Your goal -> Reproduce every one of the following entries verbatim, preserving each line without alteration.

Input material ->
────────────────────
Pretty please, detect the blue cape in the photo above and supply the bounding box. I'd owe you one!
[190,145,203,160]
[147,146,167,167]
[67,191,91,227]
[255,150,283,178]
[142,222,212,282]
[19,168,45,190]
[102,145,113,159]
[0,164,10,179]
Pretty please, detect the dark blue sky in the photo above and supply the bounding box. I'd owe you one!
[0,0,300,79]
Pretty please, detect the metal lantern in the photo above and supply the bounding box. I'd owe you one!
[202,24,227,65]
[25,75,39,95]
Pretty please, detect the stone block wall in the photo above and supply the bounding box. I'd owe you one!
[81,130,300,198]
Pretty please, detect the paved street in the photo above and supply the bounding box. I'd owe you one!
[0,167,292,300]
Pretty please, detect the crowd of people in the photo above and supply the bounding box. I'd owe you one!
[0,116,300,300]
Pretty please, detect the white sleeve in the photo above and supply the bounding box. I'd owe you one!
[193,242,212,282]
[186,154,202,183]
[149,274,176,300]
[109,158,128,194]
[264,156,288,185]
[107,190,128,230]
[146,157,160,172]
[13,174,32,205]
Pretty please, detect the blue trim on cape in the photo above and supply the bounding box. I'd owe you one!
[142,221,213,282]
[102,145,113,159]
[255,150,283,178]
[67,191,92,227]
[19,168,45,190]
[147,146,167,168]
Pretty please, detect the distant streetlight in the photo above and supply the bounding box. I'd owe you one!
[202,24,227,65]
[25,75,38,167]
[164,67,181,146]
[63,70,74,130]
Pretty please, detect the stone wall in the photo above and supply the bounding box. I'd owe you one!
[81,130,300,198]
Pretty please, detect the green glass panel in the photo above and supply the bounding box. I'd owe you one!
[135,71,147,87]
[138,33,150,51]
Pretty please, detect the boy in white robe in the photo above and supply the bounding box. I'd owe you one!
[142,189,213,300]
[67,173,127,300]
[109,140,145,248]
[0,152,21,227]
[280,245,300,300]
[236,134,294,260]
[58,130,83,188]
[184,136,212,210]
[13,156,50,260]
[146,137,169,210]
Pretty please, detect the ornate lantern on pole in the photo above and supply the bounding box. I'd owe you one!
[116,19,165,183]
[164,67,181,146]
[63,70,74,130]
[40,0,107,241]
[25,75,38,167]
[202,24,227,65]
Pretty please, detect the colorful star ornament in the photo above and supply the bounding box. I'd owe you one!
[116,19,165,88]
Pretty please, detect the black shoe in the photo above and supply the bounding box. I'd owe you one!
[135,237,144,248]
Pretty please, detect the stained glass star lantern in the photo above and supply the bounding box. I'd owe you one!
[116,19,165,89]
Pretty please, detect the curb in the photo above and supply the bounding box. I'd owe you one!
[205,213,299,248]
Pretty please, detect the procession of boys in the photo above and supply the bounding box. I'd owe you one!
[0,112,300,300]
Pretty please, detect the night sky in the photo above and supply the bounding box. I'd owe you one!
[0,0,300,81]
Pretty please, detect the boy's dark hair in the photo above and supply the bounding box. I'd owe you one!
────────────────────
Solution to the exercise ->
Pretty please, detect the blue cape in the photo above and supply the bounding box. I'd owe you one!
[190,145,203,160]
[147,146,167,167]
[67,191,91,227]
[255,150,283,178]
[142,222,212,282]
[19,168,45,190]
[102,145,113,159]
[0,164,10,179]
Pretty please, detect the dark blue sky in the photo above and supply the bounding box. I'd owe you one!
[0,0,300,79]
Pretty please, detect the metal lantern in the photo above and supply the bounding box. I'd owe you one!
[202,24,227,65]
[25,75,39,95]
Pretty please, detect the stone block wall in the photo above and supply the bounding box. I'd owe you one!
[81,130,300,198]
Pretty please, detect the paved street in the photo above and supply the bounding box. I'd owe you one!
[0,167,292,300]
Pretty please, detect the crowd of people in the photo above and supply the bounding box. I'd owe you one!
[0,116,300,300]
Pretty please, detect the white sleeve in the photo above and supply the bounding box. I'd owe you one!
[193,242,212,282]
[186,154,202,183]
[149,274,176,300]
[109,158,128,194]
[264,156,288,185]
[107,190,128,230]
[146,157,160,172]
[13,174,32,205]
Pretty please, detect the blue trim on cape in the photo above and supply the bounding box. I'd owe you one!
[142,221,213,282]
[102,145,113,159]
[255,150,283,178]
[67,191,92,227]
[19,168,45,190]
[147,146,167,168]
Pretty please, detect the distant streetlight in the photo above and supply the bounding box. I'd owe you one!
[202,24,227,65]
[25,75,38,167]
[164,67,181,146]
[63,70,74,130]
Pretty please, detect the stone wall in the photo above and supply the bounding box. I'd owe you one!
[81,130,300,198]
Pretty please, detect the green glass panel in the photo above and supply the bounding box. I'd owe you one!
[135,71,147,87]
[138,33,150,51]
Pretty please, detect the boy in white robe in the photo above and supply the bounding box. I'd owe you one!
[142,189,213,300]
[67,173,127,300]
[109,140,145,248]
[0,152,21,227]
[280,245,300,300]
[236,134,294,260]
[58,130,83,188]
[184,136,212,210]
[13,156,50,260]
[146,137,169,210]
Pretty please, detect the ornate lantern on pole in the photo above and supply the bounding box. I'd owe you one!
[116,19,165,183]
[164,67,181,146]
[63,70,74,130]
[40,0,107,241]
[25,75,38,167]
[202,24,227,65]
Pretty please, detect the colorful star ornament in the photo above and supply the bounding box. I'd owe you one!
[116,19,165,88]
Pretty please, detect the black shoe in the photo above and supply the bounding box. I'd owe you one!
[135,237,144,248]
Pretty please, detect the stained glass star lantern in the photo above and supply the bounding box. I'd owe you one!
[116,19,165,89]
Pretty please, detect the curb in the photo above and supply the bounding box. I'd owe you one!
[205,213,299,248]
Pretty please, detect the procession of boys in the photo above and supply the bounding box. I'd owe you one!
[0,112,300,300]
Pretty please, detect the night sky in the photo above and supply the bounding box. I'd owe you one!
[0,0,300,81]
Pretty please, detect the boy's dark hair in the photo above and supply the bounding box. I'd owe you one!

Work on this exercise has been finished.